(What this task involves):
Give back the records below verbatim, please, but without a single image.

━━ Task data ━━

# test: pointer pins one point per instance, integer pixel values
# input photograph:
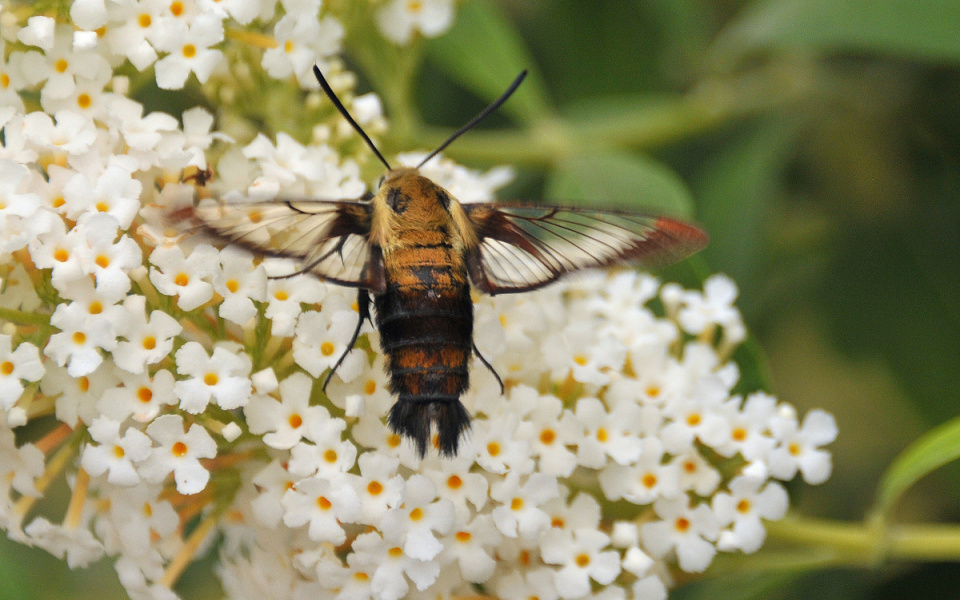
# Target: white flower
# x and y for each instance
(185, 277)
(688, 531)
(72, 134)
(222, 377)
(612, 434)
(646, 480)
(391, 564)
(17, 366)
(141, 397)
(105, 257)
(178, 452)
(298, 45)
(286, 295)
(138, 23)
(240, 282)
(114, 192)
(713, 307)
(321, 339)
(548, 429)
(742, 510)
(284, 422)
(38, 32)
(328, 453)
(416, 520)
(379, 487)
(76, 544)
(115, 454)
(400, 18)
(322, 503)
(579, 553)
(519, 512)
(469, 546)
(146, 342)
(189, 49)
(799, 448)
(78, 344)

━━━

(Response area):
# test: pointer pins one point per instance, integer pixel values
# input photograph:
# Target: white flower
# x and y for each instance
(185, 277)
(688, 531)
(72, 134)
(222, 377)
(612, 434)
(646, 480)
(391, 564)
(17, 366)
(141, 397)
(105, 257)
(178, 452)
(298, 45)
(286, 295)
(138, 23)
(240, 282)
(114, 192)
(713, 307)
(321, 339)
(548, 429)
(742, 510)
(284, 422)
(38, 32)
(328, 453)
(416, 520)
(379, 487)
(76, 544)
(115, 454)
(400, 18)
(322, 503)
(579, 553)
(519, 512)
(469, 546)
(146, 342)
(189, 49)
(799, 448)
(78, 344)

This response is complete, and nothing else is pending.